The request:
List every line in the rows below that contains the string "roof", copying each such line in full.

↓↓↓

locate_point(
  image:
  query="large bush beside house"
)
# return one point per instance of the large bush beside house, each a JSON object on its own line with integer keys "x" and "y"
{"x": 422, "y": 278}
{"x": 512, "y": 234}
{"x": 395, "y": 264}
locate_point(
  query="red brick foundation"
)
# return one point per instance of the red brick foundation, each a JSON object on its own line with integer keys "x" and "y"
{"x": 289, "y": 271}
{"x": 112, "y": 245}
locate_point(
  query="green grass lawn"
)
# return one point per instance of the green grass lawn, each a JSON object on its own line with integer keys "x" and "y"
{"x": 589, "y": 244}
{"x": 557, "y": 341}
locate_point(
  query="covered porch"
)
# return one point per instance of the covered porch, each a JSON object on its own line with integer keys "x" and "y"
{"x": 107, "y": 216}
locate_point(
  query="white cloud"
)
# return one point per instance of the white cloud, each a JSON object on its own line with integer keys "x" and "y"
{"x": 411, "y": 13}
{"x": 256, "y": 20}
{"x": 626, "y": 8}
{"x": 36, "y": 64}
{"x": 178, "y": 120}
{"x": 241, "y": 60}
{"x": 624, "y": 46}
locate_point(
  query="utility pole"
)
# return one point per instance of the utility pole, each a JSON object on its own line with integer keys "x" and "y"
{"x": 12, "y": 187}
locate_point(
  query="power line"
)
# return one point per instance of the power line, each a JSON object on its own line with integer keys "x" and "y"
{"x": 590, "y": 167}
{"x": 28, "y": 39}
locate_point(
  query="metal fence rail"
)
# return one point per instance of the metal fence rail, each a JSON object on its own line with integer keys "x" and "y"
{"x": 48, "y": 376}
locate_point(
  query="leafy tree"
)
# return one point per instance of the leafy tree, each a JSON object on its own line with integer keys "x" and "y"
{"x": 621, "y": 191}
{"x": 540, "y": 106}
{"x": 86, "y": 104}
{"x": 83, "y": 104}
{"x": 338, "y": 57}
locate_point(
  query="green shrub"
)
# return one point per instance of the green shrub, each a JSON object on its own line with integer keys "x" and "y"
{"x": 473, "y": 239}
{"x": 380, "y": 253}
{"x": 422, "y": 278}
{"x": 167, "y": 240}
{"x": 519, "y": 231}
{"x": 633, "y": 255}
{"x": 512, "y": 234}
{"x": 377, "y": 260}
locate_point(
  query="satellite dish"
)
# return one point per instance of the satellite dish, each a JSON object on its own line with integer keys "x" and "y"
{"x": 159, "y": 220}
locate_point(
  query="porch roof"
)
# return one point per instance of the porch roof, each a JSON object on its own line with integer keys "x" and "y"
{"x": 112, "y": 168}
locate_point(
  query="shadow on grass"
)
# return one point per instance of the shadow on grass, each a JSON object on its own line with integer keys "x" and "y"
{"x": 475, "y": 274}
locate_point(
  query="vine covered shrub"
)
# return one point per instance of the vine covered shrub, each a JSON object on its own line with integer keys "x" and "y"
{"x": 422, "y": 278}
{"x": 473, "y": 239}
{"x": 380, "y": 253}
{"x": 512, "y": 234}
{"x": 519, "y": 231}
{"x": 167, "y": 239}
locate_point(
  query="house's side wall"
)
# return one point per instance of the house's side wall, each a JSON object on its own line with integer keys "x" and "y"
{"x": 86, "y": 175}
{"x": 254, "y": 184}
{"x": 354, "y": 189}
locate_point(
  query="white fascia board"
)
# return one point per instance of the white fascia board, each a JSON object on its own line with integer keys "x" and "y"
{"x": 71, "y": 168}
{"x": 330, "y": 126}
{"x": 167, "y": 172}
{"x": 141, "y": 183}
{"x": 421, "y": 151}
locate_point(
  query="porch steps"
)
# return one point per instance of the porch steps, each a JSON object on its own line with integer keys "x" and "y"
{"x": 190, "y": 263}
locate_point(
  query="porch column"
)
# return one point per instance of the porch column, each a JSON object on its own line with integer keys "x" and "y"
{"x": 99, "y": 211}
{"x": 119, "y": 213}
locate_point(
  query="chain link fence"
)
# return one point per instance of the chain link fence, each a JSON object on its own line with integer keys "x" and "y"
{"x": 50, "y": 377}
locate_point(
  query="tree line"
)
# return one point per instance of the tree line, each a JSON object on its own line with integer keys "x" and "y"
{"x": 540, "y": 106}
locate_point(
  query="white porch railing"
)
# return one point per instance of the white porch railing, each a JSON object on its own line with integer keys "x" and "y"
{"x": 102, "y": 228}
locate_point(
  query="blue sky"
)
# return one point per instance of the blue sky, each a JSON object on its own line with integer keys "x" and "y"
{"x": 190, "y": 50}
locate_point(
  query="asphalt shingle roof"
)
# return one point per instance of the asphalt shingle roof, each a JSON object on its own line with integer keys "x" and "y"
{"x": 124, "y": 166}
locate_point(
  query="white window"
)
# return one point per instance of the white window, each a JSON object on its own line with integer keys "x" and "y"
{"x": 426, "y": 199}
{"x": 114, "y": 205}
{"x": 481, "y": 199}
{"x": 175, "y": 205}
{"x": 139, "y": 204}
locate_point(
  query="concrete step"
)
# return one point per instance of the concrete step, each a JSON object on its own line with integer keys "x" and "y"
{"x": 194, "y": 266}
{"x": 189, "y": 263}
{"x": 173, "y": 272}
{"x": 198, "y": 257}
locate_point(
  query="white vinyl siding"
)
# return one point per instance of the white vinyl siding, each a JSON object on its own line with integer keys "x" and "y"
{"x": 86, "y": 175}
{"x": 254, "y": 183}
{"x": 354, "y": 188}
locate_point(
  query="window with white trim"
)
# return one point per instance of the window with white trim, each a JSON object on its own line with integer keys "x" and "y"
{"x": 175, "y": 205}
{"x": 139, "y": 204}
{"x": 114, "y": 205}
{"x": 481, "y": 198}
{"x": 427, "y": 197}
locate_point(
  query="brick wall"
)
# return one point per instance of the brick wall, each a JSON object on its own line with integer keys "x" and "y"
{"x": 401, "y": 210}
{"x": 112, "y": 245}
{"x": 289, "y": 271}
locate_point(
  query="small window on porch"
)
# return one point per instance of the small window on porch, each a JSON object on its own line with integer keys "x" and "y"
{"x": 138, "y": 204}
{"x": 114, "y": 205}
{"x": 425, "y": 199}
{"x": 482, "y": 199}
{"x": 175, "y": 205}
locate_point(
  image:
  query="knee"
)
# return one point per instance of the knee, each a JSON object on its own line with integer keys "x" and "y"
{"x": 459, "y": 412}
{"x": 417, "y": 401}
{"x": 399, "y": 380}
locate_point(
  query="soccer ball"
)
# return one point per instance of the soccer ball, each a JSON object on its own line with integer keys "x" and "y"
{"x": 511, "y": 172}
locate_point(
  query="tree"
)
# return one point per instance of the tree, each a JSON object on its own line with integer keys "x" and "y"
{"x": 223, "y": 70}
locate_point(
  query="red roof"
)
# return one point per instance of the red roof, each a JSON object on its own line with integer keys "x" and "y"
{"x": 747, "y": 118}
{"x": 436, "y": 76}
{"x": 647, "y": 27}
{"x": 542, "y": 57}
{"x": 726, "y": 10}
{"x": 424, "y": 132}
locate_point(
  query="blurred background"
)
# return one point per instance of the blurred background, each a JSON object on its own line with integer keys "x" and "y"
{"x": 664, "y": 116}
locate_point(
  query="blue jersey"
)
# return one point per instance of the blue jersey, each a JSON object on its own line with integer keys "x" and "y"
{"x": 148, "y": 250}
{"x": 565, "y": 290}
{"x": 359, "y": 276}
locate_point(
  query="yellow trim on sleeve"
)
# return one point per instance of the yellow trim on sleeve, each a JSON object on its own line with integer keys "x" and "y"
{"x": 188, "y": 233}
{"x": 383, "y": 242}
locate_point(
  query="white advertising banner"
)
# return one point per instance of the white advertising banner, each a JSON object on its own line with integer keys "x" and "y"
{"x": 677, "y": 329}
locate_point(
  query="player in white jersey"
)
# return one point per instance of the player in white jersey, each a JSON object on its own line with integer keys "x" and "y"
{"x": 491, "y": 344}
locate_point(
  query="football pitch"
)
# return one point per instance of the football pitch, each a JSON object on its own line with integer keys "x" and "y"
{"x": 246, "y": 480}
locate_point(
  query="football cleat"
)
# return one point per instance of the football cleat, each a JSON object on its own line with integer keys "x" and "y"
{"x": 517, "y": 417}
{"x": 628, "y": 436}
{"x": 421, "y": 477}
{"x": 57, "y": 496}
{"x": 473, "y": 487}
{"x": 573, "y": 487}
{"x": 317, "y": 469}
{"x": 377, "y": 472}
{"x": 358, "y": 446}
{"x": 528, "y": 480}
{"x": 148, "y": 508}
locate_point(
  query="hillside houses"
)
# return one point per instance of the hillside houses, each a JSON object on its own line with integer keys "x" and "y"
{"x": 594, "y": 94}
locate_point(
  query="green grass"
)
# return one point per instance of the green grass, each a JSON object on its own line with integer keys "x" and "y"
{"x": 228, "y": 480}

↑↑↑

Output of the task:
  query="porch roof"
# return one point per instance of the porch roof, each a JSON object on its own line with integer keys "x" and "y"
  query="asphalt shingle roof"
# return one point per instance of the asphalt shingle roof, each a JSON object on its own line with integer keys "x" and "y"
  query="red roof"
# return one point per instance of the red roof, each a JSON object on its own line with integer keys "x" and "y"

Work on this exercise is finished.